Job: Please retype everything in the data from the line containing "e.g. [(298, 420)]" down to the line containing "[(487, 127)]", including both of those lines.

Items:
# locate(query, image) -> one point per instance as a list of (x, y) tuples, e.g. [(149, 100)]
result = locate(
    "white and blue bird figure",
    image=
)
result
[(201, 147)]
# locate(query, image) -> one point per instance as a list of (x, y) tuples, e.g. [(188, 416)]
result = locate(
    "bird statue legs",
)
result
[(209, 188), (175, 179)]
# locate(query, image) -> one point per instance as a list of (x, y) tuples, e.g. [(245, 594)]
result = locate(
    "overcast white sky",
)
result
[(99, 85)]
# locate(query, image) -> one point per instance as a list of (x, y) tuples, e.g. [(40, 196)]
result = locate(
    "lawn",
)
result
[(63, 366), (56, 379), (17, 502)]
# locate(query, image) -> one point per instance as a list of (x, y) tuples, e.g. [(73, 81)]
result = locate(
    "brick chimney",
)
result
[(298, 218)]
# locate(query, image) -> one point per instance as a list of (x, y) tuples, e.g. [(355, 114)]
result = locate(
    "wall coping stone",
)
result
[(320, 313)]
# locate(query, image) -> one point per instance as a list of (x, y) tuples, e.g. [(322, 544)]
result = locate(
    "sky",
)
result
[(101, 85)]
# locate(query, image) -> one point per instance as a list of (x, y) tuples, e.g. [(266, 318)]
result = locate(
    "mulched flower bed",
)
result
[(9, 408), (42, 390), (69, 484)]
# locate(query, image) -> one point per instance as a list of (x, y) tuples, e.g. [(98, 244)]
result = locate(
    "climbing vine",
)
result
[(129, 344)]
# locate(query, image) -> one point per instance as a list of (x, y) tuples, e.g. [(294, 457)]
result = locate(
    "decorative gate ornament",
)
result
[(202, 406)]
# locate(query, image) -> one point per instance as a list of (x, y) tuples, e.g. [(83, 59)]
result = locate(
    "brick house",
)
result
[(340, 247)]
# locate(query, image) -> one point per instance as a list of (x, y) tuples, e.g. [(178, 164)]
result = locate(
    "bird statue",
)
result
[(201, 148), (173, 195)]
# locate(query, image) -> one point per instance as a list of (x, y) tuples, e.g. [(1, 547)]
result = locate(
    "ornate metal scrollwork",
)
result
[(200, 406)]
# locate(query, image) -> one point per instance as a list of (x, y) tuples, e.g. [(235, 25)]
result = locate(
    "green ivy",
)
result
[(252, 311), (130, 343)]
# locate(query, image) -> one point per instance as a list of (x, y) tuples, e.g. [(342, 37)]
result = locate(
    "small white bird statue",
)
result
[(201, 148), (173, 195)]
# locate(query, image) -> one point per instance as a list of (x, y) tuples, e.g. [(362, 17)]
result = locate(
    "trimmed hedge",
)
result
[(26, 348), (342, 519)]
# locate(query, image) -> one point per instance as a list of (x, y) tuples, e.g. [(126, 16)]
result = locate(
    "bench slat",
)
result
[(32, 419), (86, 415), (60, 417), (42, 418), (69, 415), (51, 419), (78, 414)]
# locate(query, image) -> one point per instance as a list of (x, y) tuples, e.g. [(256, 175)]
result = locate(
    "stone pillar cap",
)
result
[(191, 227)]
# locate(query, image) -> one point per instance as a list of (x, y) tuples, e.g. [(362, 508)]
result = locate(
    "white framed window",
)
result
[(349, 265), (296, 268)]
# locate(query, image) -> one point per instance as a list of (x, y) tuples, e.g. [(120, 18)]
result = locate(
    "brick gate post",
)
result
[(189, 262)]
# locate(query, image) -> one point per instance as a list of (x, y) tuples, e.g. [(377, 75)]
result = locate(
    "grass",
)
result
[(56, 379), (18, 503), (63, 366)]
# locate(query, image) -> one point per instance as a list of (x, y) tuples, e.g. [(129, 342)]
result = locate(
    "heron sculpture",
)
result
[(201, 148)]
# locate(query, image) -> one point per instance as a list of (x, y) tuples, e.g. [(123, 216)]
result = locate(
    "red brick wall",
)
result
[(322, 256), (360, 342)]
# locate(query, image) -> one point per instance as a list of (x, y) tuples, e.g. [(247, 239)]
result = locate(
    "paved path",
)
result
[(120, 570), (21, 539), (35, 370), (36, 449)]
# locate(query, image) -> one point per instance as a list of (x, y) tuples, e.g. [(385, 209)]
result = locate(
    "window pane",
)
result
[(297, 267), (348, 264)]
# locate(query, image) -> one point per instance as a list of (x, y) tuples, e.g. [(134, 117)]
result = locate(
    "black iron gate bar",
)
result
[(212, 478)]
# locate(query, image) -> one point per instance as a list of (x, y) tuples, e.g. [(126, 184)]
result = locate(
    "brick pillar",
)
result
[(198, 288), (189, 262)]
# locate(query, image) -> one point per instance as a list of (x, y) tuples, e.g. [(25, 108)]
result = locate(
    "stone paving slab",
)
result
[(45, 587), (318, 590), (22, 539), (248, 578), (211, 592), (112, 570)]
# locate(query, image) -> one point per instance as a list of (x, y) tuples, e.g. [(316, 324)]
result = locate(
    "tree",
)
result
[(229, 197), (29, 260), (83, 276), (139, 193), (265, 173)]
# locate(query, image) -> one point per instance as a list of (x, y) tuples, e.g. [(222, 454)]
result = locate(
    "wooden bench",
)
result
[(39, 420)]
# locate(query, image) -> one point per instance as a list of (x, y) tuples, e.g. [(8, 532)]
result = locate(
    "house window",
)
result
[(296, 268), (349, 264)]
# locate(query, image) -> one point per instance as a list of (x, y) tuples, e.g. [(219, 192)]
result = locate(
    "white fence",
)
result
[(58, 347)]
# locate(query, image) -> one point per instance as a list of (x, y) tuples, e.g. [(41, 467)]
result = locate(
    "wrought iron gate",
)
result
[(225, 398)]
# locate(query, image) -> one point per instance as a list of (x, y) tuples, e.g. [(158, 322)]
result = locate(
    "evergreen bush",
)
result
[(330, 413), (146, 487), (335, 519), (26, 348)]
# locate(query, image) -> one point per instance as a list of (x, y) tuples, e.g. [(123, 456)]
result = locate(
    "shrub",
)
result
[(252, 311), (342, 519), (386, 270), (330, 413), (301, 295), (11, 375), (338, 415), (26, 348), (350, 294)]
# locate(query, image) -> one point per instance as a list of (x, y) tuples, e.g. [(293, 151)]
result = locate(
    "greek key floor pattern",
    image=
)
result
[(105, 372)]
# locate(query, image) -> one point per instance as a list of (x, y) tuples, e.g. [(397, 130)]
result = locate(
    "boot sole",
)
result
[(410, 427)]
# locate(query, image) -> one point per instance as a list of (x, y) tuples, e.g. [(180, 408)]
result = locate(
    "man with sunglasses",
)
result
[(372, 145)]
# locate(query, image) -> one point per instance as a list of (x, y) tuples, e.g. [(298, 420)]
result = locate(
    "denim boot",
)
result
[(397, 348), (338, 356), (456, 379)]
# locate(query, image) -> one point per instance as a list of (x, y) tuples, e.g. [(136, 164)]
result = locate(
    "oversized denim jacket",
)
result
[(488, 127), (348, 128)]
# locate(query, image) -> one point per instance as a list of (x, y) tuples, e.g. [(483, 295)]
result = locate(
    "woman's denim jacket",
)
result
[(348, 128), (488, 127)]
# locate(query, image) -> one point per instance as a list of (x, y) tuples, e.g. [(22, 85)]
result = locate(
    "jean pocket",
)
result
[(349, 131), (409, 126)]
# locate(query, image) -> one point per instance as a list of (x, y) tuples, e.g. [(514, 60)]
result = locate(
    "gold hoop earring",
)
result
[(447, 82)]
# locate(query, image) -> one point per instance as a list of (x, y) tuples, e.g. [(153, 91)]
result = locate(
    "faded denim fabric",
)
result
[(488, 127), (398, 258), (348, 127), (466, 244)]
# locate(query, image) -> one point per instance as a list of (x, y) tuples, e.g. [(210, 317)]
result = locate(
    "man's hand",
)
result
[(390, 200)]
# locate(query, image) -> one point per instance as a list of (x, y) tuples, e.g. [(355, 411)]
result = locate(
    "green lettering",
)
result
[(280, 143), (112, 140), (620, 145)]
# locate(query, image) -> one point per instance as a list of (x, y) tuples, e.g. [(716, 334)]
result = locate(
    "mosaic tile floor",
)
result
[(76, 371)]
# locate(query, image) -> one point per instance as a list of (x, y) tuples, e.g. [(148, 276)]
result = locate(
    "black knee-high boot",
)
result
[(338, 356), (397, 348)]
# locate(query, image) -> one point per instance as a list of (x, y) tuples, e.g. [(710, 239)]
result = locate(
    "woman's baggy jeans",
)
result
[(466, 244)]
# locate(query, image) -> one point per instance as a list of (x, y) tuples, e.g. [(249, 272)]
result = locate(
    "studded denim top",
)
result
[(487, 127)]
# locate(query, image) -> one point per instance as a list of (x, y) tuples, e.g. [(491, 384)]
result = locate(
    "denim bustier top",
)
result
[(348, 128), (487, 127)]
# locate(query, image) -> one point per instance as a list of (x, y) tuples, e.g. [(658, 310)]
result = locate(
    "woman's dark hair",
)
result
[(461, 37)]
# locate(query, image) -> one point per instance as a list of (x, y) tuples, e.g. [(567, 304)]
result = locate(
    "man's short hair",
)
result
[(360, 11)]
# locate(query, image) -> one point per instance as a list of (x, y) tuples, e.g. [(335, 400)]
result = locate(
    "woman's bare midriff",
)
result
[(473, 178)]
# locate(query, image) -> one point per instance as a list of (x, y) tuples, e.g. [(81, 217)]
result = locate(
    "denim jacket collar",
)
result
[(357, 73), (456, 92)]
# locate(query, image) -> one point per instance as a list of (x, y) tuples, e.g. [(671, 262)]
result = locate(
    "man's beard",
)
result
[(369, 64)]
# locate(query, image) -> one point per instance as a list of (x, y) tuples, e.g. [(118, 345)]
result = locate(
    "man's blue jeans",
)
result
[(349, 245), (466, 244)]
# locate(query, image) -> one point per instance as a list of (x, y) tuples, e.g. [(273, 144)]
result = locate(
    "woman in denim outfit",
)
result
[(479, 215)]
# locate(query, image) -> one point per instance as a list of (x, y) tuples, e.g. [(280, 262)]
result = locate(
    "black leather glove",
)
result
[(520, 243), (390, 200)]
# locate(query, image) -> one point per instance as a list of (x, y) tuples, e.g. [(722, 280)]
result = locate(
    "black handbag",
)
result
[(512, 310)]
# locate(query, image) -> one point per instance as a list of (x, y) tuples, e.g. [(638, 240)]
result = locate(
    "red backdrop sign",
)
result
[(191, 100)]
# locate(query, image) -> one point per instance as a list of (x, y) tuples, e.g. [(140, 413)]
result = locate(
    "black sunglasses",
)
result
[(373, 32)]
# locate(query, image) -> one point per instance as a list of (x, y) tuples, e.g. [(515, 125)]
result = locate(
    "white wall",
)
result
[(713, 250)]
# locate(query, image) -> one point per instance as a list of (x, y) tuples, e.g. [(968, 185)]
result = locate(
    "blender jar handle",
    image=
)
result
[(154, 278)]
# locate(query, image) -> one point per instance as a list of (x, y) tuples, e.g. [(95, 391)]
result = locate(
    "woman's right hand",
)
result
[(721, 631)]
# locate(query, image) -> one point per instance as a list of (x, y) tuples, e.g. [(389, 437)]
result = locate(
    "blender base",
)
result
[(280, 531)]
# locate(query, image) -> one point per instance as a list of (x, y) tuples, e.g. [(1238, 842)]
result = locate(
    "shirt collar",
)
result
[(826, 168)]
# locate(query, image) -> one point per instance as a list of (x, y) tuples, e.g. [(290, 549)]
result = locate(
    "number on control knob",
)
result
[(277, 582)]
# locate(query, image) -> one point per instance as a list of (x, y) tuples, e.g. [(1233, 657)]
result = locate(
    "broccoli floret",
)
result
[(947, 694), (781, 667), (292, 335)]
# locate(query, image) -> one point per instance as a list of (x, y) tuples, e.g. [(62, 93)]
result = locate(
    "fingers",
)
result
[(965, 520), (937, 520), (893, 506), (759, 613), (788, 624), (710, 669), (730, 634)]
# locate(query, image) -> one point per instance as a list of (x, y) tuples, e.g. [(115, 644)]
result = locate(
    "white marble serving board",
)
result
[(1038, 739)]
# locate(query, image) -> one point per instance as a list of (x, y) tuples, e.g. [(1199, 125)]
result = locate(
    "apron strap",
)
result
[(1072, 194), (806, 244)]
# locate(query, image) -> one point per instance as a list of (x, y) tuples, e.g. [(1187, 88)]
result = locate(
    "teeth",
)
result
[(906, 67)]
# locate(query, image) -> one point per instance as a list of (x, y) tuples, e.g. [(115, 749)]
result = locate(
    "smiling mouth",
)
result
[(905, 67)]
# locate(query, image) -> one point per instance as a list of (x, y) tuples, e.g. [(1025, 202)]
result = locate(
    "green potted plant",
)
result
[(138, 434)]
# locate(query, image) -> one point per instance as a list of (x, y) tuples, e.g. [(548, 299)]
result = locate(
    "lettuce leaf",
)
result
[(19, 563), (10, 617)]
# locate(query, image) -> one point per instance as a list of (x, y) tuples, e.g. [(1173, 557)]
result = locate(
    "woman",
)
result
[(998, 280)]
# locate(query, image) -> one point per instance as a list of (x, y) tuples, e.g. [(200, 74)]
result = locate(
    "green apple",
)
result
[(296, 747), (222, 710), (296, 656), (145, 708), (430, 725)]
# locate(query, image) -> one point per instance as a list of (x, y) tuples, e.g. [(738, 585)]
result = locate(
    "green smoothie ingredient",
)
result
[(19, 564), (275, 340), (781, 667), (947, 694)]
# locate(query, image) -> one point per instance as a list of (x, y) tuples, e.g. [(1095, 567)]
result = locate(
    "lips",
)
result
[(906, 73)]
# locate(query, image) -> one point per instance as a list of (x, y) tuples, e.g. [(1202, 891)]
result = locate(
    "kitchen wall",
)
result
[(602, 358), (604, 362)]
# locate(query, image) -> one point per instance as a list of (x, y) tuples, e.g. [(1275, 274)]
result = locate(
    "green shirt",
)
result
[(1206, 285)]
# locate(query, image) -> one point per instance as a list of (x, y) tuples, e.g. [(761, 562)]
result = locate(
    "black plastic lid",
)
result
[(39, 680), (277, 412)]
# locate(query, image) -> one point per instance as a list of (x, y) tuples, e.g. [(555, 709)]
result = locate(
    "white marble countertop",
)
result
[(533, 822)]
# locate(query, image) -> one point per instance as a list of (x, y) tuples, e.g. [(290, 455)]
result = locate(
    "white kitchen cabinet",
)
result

Response to the task:
# locate(query, image) -> one point per instance as a list of (x, y) tuples, e.g. [(298, 420)]
result = locate(
    "denim boot",
)
result
[(397, 348), (338, 356), (456, 379)]
# locate(query, image) -> one point per instance as a list of (x, y) tuples, e.g. [(136, 164)]
result = locate(
    "oversized denim jacket",
)
result
[(488, 127), (348, 128)]
# locate(query, image) -> one point per instance as a list of (x, y) tuples, e.g. [(483, 295)]
result = locate(
    "woman's denim jacket",
)
result
[(348, 128), (488, 127)]
# locate(query, image) -> one point per instance as a list of (x, y) tuples, e.g. [(22, 85)]
result = locate(
    "jean pocket",
)
result
[(349, 131), (409, 126)]
# locate(query, image) -> one point per instance as a list of (x, y) tuples, e.g. [(514, 60)]
result = locate(
    "gold hoop earring",
)
result
[(447, 82)]
# locate(query, image) -> one point per instance as a list of (x, y) tuples, e.g. [(153, 91)]
result = locate(
    "faded denim fabric",
)
result
[(488, 127), (398, 258), (348, 127), (466, 244)]
# locate(query, image) -> one point per instance as a list of (x, y) tuples, e.g. [(210, 317)]
result = locate(
    "man's hand",
)
result
[(390, 200)]
# locate(query, image) -> one point per instance as a list of (x, y) tuples, e.g. [(355, 411)]
result = locate(
    "green lettering",
)
result
[(280, 143), (112, 140), (620, 145)]
# locate(query, image) -> one point per instance as a list of (x, y) tuples, e.g. [(716, 334)]
result = locate(
    "mosaic tile floor",
)
result
[(76, 371)]
# locate(query, image) -> one point per instance as a list of (x, y) tuples, e.g. [(148, 276)]
result = locate(
    "black knee-high boot",
)
result
[(338, 356), (397, 348)]
# locate(query, image) -> one point per instance as a list of (x, y) tuples, e.g. [(710, 239)]
result = locate(
    "woman's baggy jeans",
)
result
[(466, 244)]
# locate(query, image) -> one point per instance as a list of (x, y) tuples, e.g. [(249, 272)]
result = locate(
    "studded denim top",
)
result
[(487, 127)]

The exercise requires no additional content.